**Material provided**.
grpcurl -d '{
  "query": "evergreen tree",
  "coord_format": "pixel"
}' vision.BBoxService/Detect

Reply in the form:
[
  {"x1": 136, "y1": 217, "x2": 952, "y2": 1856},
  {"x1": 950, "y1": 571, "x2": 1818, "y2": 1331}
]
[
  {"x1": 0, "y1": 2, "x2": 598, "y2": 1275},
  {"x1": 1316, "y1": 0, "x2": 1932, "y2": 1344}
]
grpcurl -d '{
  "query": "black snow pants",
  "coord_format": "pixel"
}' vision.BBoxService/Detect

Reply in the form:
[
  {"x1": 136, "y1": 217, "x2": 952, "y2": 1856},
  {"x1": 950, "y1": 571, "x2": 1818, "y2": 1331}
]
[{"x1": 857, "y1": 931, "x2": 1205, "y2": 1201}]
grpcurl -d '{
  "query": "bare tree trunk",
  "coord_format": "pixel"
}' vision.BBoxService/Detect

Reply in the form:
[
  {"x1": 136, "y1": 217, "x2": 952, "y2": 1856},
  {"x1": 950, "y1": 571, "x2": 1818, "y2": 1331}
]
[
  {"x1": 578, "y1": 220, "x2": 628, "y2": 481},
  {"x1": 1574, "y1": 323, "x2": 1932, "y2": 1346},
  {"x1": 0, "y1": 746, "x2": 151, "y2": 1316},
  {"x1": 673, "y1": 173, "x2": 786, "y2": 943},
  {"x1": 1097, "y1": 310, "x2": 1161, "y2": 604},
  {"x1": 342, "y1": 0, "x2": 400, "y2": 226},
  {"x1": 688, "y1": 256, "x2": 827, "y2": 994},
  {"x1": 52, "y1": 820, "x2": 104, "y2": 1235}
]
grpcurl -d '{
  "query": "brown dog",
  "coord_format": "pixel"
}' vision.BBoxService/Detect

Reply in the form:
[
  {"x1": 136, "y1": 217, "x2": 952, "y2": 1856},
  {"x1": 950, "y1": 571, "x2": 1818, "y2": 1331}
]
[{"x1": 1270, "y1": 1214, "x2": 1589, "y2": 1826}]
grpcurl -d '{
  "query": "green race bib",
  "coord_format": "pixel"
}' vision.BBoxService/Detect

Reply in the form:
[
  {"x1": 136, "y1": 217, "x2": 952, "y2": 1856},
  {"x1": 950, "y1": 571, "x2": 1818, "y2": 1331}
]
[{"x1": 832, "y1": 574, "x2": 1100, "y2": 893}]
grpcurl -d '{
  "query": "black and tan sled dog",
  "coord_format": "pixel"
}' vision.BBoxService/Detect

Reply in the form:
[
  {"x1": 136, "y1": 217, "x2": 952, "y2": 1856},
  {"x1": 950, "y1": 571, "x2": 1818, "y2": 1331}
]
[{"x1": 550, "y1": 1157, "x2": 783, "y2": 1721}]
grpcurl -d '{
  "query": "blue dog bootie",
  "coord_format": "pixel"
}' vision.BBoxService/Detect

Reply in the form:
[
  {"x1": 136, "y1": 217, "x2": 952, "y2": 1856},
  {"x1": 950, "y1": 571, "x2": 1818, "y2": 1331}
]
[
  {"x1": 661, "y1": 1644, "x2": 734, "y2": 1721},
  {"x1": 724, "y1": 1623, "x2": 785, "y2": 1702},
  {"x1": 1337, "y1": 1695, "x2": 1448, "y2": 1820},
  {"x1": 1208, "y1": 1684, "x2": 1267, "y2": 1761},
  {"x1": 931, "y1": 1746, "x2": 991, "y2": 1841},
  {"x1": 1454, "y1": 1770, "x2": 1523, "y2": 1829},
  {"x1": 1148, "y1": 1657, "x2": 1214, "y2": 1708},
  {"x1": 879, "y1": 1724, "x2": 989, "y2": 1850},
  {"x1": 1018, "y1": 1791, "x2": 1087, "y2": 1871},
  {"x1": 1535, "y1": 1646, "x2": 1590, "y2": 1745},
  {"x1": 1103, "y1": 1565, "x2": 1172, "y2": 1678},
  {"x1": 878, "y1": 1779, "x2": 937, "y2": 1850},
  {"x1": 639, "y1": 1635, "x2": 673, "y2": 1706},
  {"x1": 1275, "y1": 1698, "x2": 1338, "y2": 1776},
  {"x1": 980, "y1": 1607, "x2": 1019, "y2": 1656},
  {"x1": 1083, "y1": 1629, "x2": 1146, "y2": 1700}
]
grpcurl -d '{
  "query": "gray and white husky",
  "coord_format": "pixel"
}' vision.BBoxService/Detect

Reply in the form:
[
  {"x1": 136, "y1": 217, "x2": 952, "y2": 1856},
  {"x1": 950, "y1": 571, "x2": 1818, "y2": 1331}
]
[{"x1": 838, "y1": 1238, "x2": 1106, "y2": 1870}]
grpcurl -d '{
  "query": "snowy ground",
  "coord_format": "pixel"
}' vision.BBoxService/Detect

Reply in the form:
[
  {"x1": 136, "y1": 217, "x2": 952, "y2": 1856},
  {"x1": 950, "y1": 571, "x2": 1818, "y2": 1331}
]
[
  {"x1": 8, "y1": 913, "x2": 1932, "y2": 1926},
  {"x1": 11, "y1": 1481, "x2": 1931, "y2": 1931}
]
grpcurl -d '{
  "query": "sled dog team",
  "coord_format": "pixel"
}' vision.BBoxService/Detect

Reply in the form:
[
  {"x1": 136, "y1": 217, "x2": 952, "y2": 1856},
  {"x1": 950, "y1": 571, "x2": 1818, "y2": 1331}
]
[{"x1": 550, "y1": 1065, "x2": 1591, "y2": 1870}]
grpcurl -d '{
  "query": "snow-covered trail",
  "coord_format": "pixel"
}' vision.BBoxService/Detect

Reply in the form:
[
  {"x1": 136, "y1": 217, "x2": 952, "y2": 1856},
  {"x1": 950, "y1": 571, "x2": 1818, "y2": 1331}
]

**Your objective**.
Every entry is to be returned exactly, with nothing dropped.

**Result**.
grpcurl -d '{
  "query": "evergreen tree",
  "coord_format": "pixel"
}' vision.BBoxService/Detect

Reply in the form:
[
  {"x1": 136, "y1": 217, "x2": 952, "y2": 1856},
  {"x1": 950, "y1": 571, "x2": 1818, "y2": 1331}
]
[
  {"x1": 0, "y1": 2, "x2": 598, "y2": 1275},
  {"x1": 1316, "y1": 0, "x2": 1932, "y2": 1344}
]
grpcurl -d '{
  "query": "black snow pants",
  "coord_format": "pixel"
}' vision.BBoxService/Detect

Reply in the form:
[
  {"x1": 136, "y1": 217, "x2": 952, "y2": 1856},
  {"x1": 950, "y1": 571, "x2": 1818, "y2": 1331}
]
[{"x1": 857, "y1": 931, "x2": 1205, "y2": 1201}]
grpcurl -d '{
  "query": "bare tree trunk",
  "coord_format": "pixel"
}' vision.BBoxService/Detect

Reply in the form:
[
  {"x1": 136, "y1": 217, "x2": 952, "y2": 1856},
  {"x1": 950, "y1": 571, "x2": 1818, "y2": 1331}
]
[
  {"x1": 578, "y1": 220, "x2": 628, "y2": 481},
  {"x1": 1574, "y1": 323, "x2": 1932, "y2": 1346},
  {"x1": 0, "y1": 746, "x2": 151, "y2": 1316},
  {"x1": 673, "y1": 173, "x2": 786, "y2": 943},
  {"x1": 1097, "y1": 310, "x2": 1161, "y2": 604},
  {"x1": 342, "y1": 0, "x2": 400, "y2": 226},
  {"x1": 688, "y1": 256, "x2": 827, "y2": 994},
  {"x1": 52, "y1": 820, "x2": 104, "y2": 1235}
]
grpcurl -d '{
  "query": "brown dog",
  "coord_format": "pixel"
}' vision.BBoxService/Detect

Reply in the form:
[
  {"x1": 136, "y1": 217, "x2": 952, "y2": 1856},
  {"x1": 950, "y1": 571, "x2": 1818, "y2": 1331}
]
[{"x1": 1270, "y1": 1214, "x2": 1589, "y2": 1826}]
grpcurl -d '{
  "query": "green race bib",
  "coord_format": "pixel"
}' vision.BBoxService/Detect

Reply in the form:
[
  {"x1": 136, "y1": 217, "x2": 952, "y2": 1856},
  {"x1": 950, "y1": 571, "x2": 1818, "y2": 1331}
]
[{"x1": 832, "y1": 574, "x2": 1100, "y2": 893}]
grpcurl -d '{
  "query": "black and tan sled dog",
  "coord_format": "pixel"
}' vision.BBoxService/Detect

Reply in the form:
[
  {"x1": 136, "y1": 217, "x2": 952, "y2": 1856},
  {"x1": 950, "y1": 571, "x2": 1818, "y2": 1331}
]
[{"x1": 550, "y1": 1157, "x2": 783, "y2": 1721}]
grpcurl -d '{
  "query": "blue dog bootie",
  "coord_format": "pixel"
}' vision.BBoxService/Detect

Reply in the form:
[
  {"x1": 136, "y1": 217, "x2": 952, "y2": 1856},
  {"x1": 950, "y1": 571, "x2": 1818, "y2": 1331}
]
[
  {"x1": 661, "y1": 1644, "x2": 734, "y2": 1721},
  {"x1": 724, "y1": 1623, "x2": 785, "y2": 1702},
  {"x1": 1337, "y1": 1695, "x2": 1448, "y2": 1820},
  {"x1": 1208, "y1": 1684, "x2": 1267, "y2": 1761},
  {"x1": 931, "y1": 1746, "x2": 991, "y2": 1841},
  {"x1": 1454, "y1": 1770, "x2": 1523, "y2": 1829},
  {"x1": 1148, "y1": 1657, "x2": 1214, "y2": 1708},
  {"x1": 879, "y1": 1724, "x2": 989, "y2": 1850},
  {"x1": 1018, "y1": 1791, "x2": 1087, "y2": 1871},
  {"x1": 1535, "y1": 1646, "x2": 1590, "y2": 1745},
  {"x1": 1103, "y1": 1565, "x2": 1172, "y2": 1678},
  {"x1": 878, "y1": 1779, "x2": 937, "y2": 1850},
  {"x1": 639, "y1": 1635, "x2": 673, "y2": 1706},
  {"x1": 1275, "y1": 1698, "x2": 1338, "y2": 1776},
  {"x1": 980, "y1": 1607, "x2": 1019, "y2": 1656},
  {"x1": 1083, "y1": 1629, "x2": 1146, "y2": 1700}
]
grpcurl -d '{
  "query": "gray and white husky",
  "coord_format": "pixel"
}' vision.BBoxService/Detect

Reply in the form:
[
  {"x1": 136, "y1": 217, "x2": 952, "y2": 1856},
  {"x1": 950, "y1": 571, "x2": 1818, "y2": 1331}
]
[{"x1": 838, "y1": 1238, "x2": 1106, "y2": 1870}]
grpcurl -d '{
  "query": "snowy ground",
  "coord_format": "pixel"
}' vision.BBoxService/Detect

Reply in the form:
[
  {"x1": 136, "y1": 217, "x2": 952, "y2": 1856},
  {"x1": 950, "y1": 571, "x2": 1818, "y2": 1331}
]
[
  {"x1": 8, "y1": 913, "x2": 1932, "y2": 1926},
  {"x1": 11, "y1": 1481, "x2": 1931, "y2": 1931}
]
grpcurl -d '{
  "query": "sled dog team",
  "coord_format": "pixel"
}' vision.BBoxService/Detect

Reply in the form:
[
  {"x1": 136, "y1": 217, "x2": 952, "y2": 1856},
  {"x1": 950, "y1": 571, "x2": 1818, "y2": 1331}
]
[{"x1": 550, "y1": 1065, "x2": 1591, "y2": 1870}]
grpcurl -d '{
  "query": "snow-covered trail",
  "coord_format": "pixel"
}' vision.BBoxService/Detect

Reply in the form:
[
  {"x1": 136, "y1": 217, "x2": 952, "y2": 1856},
  {"x1": 950, "y1": 571, "x2": 1818, "y2": 1331}
]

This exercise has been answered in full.